**Written instruction:** Copy the following lines exactly as they appear, covering all of the material.

[Coordinate labeling data]

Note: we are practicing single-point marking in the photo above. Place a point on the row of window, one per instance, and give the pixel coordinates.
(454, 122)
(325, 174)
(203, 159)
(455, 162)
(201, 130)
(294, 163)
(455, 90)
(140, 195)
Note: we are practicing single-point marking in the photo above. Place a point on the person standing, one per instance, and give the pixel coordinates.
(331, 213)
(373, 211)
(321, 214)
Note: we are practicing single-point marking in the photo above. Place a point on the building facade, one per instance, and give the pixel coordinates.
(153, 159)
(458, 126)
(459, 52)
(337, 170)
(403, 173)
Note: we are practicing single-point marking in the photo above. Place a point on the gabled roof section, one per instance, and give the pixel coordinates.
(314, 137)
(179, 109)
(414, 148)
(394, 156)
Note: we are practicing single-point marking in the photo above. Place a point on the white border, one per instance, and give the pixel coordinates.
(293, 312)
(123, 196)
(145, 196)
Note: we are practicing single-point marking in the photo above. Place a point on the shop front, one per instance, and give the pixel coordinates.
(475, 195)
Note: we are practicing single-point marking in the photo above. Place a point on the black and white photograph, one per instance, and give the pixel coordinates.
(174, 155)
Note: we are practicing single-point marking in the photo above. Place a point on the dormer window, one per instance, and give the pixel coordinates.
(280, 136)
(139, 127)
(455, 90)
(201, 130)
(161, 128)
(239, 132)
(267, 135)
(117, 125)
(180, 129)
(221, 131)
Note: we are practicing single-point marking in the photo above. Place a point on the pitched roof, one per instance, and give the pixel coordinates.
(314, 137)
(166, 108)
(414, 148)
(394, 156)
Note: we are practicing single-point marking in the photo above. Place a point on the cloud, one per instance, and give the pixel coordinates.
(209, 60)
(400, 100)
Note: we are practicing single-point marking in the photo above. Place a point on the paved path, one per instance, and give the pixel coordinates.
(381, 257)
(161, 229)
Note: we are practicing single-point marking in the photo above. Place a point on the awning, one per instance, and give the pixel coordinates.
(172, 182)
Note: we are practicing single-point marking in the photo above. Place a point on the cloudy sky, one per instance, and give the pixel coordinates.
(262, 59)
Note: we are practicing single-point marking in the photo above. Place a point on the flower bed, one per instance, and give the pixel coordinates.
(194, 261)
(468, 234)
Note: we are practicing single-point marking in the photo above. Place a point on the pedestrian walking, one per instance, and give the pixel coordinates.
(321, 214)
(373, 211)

**The completed task:**
Note: we are practicing single-point marking in the photo above. Place a point on the row of window, one per instance, and give the pixel coordinates.
(454, 122)
(325, 174)
(203, 159)
(455, 162)
(201, 130)
(294, 163)
(455, 90)
(140, 195)
Note: we are practicing single-point marking in the photo above. Place a point on the person standing, one per instance, and give the pixel coordinates.
(331, 213)
(373, 211)
(321, 214)
Note: we are practicing single-point marking in the photo above. Place a point on the building facade, one per instance, and give the pixel coordinates.
(153, 159)
(458, 126)
(459, 52)
(337, 170)
(403, 173)
Note: we are practicing single-point marking in the photo above. Place a point on the gabled roof section, one per instance, and give the pixel coordinates.
(314, 137)
(179, 109)
(414, 148)
(394, 156)
Note: we are practicing single-point marking in the photo above. Place a point on the white border, one per instance, and give the pixel coordinates.
(293, 312)
(123, 196)
(145, 196)
Note: we are practicing single-point marking in the photo above. Place a point on the shop front, one per instance, and give the pixel coordinates.
(475, 195)
Note: we are practicing single-point marking in the photo above. Place a point on the black and white photograph, one per instance, and give the pixel coordinates.
(174, 155)
Note: we are practicing single-point marking in the photo above. Place a point on the dormer window, one per instance, and give the pixel coordinates.
(280, 136)
(139, 127)
(455, 90)
(201, 130)
(161, 128)
(239, 132)
(267, 135)
(117, 125)
(180, 129)
(221, 131)
Note: we are practicing single-point marking in the photo above. Place a point on the pitched roof, one per instance, and give the pixel coordinates.
(314, 137)
(166, 108)
(414, 148)
(394, 156)
Note: we are practicing single-point marking in the photo above. Place a point on the cloud, one per instance, and give the pixel coordinates.
(209, 60)
(400, 100)
Note: we are practicing single-point marking in the photo above. Place a point on the paved path, one per instance, and give the pixel coordinates.
(381, 257)
(161, 229)
Note: we are practicing single-point marking in the photo above. Place a point on the awning, one per instance, and give the pixel coordinates.
(172, 182)
Note: we are practicing single-point marking in the photo above. Place a point on the cloudy sky, one per instance, and give the pixel coordinates.
(262, 59)
Note: we are practicing single-point marking in the photo above. Place a point on the flower bed, one per instance, and give the pixel coordinates.
(194, 261)
(468, 234)
Note: we are practicing single-point marking in the photo above. Place a point on the pedestrian walking, one per instance, and give the pixel coordinates.
(321, 214)
(373, 211)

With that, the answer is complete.